What needs to be done
Look through the material below and give the number of lines holding "green", with no other words.

Information
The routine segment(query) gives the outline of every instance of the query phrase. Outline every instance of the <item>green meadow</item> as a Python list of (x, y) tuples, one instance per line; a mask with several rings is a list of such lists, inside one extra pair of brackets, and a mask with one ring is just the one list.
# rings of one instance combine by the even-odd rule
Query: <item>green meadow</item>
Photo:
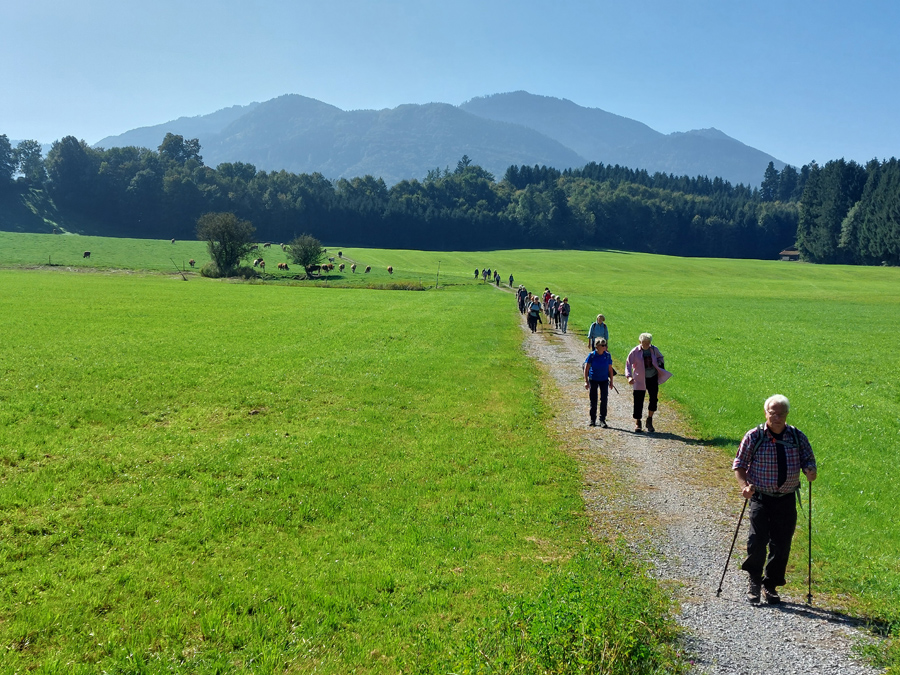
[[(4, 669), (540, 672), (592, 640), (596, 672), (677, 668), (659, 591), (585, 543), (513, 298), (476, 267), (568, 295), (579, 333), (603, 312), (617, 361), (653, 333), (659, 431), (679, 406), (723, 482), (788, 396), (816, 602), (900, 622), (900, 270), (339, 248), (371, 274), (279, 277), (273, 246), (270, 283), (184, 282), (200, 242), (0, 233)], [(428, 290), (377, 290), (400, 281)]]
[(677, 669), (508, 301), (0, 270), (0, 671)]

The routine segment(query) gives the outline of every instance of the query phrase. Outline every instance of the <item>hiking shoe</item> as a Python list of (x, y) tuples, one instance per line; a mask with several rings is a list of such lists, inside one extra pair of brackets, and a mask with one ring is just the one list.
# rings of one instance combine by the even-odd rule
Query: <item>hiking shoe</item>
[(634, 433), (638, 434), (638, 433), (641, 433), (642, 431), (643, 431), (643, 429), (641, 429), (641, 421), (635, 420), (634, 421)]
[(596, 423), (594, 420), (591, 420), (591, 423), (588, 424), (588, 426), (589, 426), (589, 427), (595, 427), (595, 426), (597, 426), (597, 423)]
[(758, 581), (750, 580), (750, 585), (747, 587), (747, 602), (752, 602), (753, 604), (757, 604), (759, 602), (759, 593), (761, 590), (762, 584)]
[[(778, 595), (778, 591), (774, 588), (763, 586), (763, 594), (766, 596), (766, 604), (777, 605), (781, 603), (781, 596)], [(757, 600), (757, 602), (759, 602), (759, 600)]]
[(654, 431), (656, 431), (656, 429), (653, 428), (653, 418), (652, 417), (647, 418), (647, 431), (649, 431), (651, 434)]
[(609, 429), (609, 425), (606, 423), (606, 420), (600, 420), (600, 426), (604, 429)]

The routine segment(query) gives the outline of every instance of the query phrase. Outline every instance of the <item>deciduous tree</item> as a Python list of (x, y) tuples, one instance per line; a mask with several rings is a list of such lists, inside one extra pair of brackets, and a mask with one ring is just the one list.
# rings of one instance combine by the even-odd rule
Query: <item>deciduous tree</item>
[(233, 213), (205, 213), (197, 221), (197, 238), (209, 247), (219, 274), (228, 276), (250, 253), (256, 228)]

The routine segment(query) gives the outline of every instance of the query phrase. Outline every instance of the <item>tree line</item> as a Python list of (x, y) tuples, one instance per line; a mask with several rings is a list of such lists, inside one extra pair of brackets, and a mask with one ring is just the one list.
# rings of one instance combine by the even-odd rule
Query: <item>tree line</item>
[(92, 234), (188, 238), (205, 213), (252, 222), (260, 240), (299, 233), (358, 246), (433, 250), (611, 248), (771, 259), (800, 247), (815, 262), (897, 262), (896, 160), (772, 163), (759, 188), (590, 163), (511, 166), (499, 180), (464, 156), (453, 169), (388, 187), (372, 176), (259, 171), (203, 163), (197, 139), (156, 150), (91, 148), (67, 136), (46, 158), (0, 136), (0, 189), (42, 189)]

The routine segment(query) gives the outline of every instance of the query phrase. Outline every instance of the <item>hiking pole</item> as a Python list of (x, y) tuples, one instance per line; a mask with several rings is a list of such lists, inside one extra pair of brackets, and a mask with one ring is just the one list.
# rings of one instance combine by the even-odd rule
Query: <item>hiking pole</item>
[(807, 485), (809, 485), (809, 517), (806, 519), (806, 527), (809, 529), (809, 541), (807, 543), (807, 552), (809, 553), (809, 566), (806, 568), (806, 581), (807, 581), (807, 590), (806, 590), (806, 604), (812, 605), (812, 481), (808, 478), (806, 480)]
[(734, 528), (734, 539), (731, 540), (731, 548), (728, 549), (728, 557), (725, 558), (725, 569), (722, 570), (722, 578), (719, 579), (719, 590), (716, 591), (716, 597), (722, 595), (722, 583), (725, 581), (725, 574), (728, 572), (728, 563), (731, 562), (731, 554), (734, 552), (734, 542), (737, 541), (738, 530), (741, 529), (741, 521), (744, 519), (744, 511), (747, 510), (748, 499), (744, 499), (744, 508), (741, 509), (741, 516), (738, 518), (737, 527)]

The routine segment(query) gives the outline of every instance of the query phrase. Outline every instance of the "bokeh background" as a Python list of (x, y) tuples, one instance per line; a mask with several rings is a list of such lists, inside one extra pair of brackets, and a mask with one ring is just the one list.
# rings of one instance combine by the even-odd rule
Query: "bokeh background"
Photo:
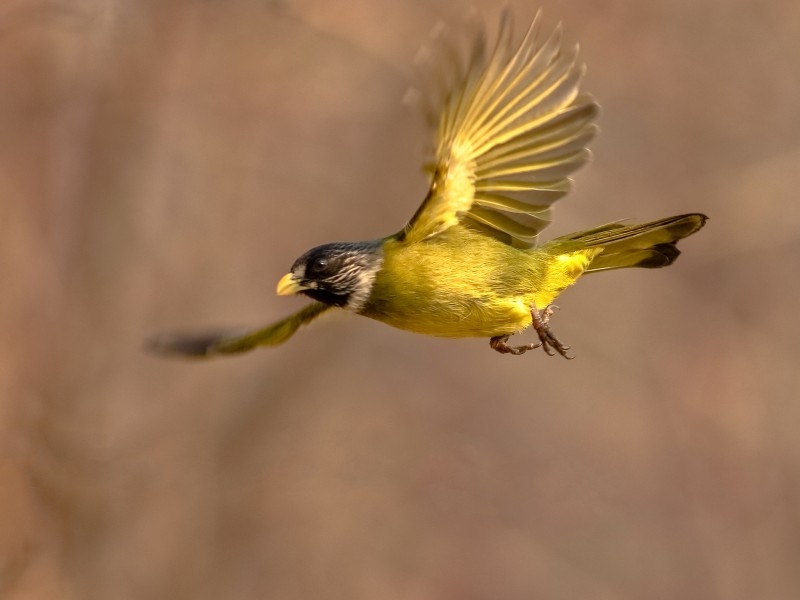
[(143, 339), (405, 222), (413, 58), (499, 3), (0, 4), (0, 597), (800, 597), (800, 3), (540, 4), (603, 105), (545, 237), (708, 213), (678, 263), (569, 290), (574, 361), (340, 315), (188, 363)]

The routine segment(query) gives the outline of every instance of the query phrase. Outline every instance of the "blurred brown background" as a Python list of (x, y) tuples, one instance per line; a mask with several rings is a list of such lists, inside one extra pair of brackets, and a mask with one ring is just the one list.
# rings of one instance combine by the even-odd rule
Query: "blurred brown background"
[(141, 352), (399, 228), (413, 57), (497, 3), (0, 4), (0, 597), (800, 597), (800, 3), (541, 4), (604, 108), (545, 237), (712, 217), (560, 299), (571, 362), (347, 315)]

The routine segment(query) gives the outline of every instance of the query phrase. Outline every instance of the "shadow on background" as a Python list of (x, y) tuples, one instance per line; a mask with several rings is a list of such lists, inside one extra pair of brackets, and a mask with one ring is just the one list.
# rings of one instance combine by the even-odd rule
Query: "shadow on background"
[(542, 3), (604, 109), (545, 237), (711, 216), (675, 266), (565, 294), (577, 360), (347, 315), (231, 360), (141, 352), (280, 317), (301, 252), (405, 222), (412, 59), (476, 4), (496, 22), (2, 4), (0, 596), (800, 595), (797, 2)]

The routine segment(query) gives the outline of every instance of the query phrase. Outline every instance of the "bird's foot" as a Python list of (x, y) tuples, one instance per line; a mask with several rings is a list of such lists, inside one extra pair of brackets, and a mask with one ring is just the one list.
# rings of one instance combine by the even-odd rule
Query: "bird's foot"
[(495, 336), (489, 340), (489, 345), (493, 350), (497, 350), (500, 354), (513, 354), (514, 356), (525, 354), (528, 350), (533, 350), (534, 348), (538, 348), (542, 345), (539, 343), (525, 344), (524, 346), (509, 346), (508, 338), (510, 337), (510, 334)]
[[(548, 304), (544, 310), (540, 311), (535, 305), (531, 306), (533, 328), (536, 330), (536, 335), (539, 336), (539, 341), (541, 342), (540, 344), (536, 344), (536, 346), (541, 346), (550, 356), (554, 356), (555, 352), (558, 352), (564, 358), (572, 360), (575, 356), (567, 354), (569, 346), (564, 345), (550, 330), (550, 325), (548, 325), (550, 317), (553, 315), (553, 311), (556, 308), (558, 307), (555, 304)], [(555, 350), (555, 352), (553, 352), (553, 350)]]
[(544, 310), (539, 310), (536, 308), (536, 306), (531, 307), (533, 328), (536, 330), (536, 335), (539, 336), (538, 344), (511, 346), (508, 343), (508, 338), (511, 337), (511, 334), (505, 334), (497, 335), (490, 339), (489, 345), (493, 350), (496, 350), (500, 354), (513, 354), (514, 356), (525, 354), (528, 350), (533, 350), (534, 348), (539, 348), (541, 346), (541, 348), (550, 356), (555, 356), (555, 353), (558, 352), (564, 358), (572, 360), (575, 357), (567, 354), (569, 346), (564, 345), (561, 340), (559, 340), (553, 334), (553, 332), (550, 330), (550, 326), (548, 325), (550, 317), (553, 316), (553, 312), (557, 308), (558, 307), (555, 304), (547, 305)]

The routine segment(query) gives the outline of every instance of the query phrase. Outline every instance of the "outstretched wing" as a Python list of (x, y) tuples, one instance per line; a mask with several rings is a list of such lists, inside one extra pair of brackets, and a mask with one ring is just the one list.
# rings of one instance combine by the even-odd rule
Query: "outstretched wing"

Reply
2